* **WRITTEN TASK**
Reproduce each of the following entries word for word, without any changes.

* **DATA FOR PROCESSING**
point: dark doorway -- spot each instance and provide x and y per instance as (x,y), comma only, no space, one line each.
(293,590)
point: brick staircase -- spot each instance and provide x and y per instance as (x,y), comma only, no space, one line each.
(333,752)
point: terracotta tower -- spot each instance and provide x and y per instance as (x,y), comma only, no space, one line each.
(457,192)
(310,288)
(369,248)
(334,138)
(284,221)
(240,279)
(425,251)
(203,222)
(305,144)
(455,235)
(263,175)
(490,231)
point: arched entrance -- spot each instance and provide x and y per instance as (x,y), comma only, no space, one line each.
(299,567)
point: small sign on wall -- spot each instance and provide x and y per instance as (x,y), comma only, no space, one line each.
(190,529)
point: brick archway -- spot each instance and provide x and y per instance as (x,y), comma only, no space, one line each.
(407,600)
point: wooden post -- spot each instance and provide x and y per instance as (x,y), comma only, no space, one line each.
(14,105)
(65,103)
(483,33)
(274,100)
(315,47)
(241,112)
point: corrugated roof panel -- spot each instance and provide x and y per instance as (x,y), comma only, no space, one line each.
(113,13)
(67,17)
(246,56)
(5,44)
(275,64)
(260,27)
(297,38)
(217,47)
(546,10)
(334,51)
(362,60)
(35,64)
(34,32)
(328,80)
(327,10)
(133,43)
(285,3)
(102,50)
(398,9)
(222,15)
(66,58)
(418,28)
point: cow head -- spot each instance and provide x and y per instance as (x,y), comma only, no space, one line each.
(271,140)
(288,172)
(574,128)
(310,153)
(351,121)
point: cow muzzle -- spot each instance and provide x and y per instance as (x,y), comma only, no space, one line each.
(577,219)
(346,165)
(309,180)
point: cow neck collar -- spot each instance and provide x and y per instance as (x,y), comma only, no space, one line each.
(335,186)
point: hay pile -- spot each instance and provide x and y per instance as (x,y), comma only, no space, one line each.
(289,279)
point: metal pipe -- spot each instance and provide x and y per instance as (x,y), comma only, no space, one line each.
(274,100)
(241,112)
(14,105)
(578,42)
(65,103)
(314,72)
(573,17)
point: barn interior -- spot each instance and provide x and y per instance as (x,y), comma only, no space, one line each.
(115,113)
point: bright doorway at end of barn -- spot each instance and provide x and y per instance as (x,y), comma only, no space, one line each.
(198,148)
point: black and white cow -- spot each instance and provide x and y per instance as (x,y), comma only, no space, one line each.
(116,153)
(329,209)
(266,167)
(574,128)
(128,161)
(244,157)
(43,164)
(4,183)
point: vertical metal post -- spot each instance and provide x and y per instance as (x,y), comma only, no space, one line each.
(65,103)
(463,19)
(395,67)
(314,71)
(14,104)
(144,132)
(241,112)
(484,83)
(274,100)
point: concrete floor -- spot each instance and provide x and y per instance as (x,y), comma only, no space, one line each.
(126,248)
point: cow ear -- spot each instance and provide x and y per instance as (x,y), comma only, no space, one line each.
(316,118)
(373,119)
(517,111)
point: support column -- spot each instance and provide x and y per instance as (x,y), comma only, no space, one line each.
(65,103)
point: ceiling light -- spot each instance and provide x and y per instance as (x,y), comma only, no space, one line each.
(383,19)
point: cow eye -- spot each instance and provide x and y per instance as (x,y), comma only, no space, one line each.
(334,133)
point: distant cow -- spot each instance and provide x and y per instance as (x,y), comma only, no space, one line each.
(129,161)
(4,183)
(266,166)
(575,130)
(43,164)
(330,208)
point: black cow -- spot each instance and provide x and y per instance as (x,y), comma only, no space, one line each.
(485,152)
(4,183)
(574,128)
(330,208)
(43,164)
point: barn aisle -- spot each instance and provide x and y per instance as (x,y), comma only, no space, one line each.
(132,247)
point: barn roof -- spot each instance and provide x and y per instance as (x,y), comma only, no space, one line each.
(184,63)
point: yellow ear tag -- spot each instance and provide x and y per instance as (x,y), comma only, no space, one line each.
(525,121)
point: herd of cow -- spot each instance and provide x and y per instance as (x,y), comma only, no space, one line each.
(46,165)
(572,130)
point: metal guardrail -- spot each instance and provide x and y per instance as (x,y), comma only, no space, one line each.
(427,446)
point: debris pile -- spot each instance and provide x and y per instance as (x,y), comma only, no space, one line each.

* **EXERCISE SOLUTION**
point: dark doorway -- spot each instance and provide x and y per instance as (x,y), comma only, no space, one line each.
(293,590)
point: brick staircase -- spot each instance and provide x and y per instance as (x,y), comma only, no space, one line each.
(333,752)
point: terracotta tower -- spot each instance and provide x and y per instance as (x,y), comma only, no space, one line each.
(457,192)
(310,288)
(369,248)
(334,138)
(284,221)
(240,279)
(425,251)
(203,222)
(305,144)
(455,235)
(263,175)
(490,231)
point: arched entrance -- spot each instance and provide x and y per instance as (x,y), comma only, no space, one line each.
(299,567)
point: small sign on wall -- spot each instance and provide x and y per instance as (x,y), comma only, no space, one line each.
(190,529)
point: brick archway -- spot each instance and provide x and y per instance as (x,y), comma only, no space, one line each.
(407,600)
point: wooden post -- spot each instance and provide x and y per instance as (x,y), comma only, no space, one line each.
(14,105)
(65,103)
(483,33)
(274,100)
(315,47)
(241,112)
point: corrugated roof panel -- spot each instance and provide x and y per instance as (x,y), comma only, no space, one line each.
(113,13)
(67,17)
(246,56)
(5,44)
(275,64)
(260,27)
(297,38)
(217,47)
(546,10)
(334,51)
(362,60)
(35,64)
(34,32)
(328,80)
(327,10)
(133,43)
(285,3)
(102,50)
(398,9)
(222,15)
(66,58)
(418,28)
point: cow head -- spot each instance and provide x and y per instance as (x,y), comma only, no space, one line each.
(271,140)
(288,172)
(574,128)
(310,153)
(351,121)
point: cow muzzle -- spot each instance and provide x and y per instance as (x,y), comma only, no space, one line each.
(577,219)
(346,165)
(309,180)
point: cow neck collar -- spot each instance and provide x and y per instance as (x,y), comma only, no space, one line each.
(335,186)
point: hay pile -- spot each instance and provide x and y per instance as (x,y), comma only, no space, one line each.
(289,279)
point: metal pipe -- spot each instance and provide x and y per instance as (x,y), comma only, no space, one line each.
(274,100)
(241,112)
(14,105)
(578,42)
(65,103)
(314,72)
(573,17)
point: barn interior -- spot each instance and provide x and y per instance as (x,y), comma only, no space, one line each.
(115,113)
point: bright doorway at end of barn -- spot each instance and provide x and y per instance as (x,y), comma only, no space, one line each.
(198,148)
point: black and white cow -- spot each instance and provide x and y per instance as (x,y), comma only, no space, one line each.
(116,153)
(329,209)
(266,167)
(574,128)
(128,161)
(244,157)
(43,164)
(4,183)
point: vertical metal post -- spot each instance and provide x and y per instance as (x,y), comma only, no space, one line each.
(65,103)
(463,19)
(395,67)
(314,71)
(14,104)
(144,132)
(241,112)
(484,83)
(274,100)
point: concrete floor -- spot each instance and provide x and y per instance as (x,y), comma only, no space, one line each.
(126,248)
point: cow ear -- spot each instance and provide x and y per instance as (x,y), comma only, no space, one line each.
(316,118)
(373,119)
(517,111)
point: support column -- spot each instance and provide x and y per instance as (x,y), comma only, no space, one line each.
(65,103)
point: ceiling light -- spot each instance and provide x and y per instance as (x,y), comma only, no space, one line each.
(383,19)
point: cow eye -- spot each instance and provide x and y per instance as (x,y), comma only, no space, one line each.
(334,133)
point: distant cow -- spot each instance and provide x and y per instance as (x,y), comma only, no space, one line each.
(129,161)
(4,183)
(266,166)
(575,130)
(43,164)
(330,208)
point: black cow -- spot each instance and provide x and y per instance as (x,y), comma only, no space, one line each.
(485,152)
(4,183)
(574,128)
(330,208)
(43,164)
point: barn aisle -- spot each instance and provide x and y per instance as (x,y), comma only, no space, one line each.
(132,247)
point: barn roof -- spot each instance and provide x and y per instance as (x,y), comma only, no space, one line each.
(184,63)
point: yellow ear tag -- spot each instance and provide x and y per instance as (x,y), comma only, no space, one line each.
(525,121)
point: herd of cow -- spot each instance and provide x and y per instance as (x,y), comma only, no space, one line each.
(46,165)
(572,130)
point: metal guardrail -- spot each instance and provide x and y per instance as (x,y), comma only, no space, one line each.
(427,446)
point: debris pile -- spot each instance and provide x and y per instance as (x,y), comma only, no space, one line each.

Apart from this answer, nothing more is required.